> _Problem to work on_: Nothing in the records may be altered. Repeat them in full.

Data items:
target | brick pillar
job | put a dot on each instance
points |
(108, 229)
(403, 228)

> _Output for this task_:
target | brick pillar
job | put a dot on each instance
points |
(108, 229)
(403, 228)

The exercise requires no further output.